[Opening Study material section]

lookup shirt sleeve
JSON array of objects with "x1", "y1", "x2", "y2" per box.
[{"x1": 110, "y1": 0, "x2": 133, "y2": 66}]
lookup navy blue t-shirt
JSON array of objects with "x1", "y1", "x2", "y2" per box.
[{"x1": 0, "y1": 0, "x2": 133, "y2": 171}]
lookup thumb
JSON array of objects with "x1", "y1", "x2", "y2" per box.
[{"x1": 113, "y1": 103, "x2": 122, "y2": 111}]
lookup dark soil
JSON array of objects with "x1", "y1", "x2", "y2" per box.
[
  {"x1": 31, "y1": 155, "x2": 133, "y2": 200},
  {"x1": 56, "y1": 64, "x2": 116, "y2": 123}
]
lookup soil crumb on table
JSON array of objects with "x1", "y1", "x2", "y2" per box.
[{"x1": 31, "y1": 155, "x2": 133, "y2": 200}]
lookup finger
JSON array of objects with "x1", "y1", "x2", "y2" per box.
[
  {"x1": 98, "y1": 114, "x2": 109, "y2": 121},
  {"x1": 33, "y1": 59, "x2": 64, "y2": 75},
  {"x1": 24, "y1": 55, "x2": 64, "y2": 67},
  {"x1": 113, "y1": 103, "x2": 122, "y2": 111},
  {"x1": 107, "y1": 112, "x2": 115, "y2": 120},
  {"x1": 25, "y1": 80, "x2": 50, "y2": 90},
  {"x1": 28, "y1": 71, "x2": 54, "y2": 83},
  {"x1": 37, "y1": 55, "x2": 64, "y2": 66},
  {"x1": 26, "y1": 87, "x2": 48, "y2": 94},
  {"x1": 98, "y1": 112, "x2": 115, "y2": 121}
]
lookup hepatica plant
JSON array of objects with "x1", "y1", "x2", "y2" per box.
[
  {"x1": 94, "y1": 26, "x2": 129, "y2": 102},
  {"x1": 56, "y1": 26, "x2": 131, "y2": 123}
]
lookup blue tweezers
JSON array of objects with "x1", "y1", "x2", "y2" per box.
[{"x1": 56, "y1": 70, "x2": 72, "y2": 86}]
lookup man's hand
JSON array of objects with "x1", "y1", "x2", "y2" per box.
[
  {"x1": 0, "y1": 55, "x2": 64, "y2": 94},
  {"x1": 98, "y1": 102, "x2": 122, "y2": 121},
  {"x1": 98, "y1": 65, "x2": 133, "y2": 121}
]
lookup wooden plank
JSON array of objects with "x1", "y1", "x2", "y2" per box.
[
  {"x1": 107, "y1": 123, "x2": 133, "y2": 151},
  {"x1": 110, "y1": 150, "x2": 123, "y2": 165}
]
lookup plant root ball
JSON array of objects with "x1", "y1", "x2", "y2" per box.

[Closing Study material section]

● **Task instructions**
Copy the records above exactly, beginning at the line that contains "lookup wooden plank" and stopping after the line that contains "lookup plant root ball".

● **Written answer**
lookup wooden plank
JSON array of objects with "x1", "y1", "x2", "y2" per box.
[
  {"x1": 107, "y1": 123, "x2": 133, "y2": 151},
  {"x1": 110, "y1": 150, "x2": 123, "y2": 165}
]
lookup plant root ball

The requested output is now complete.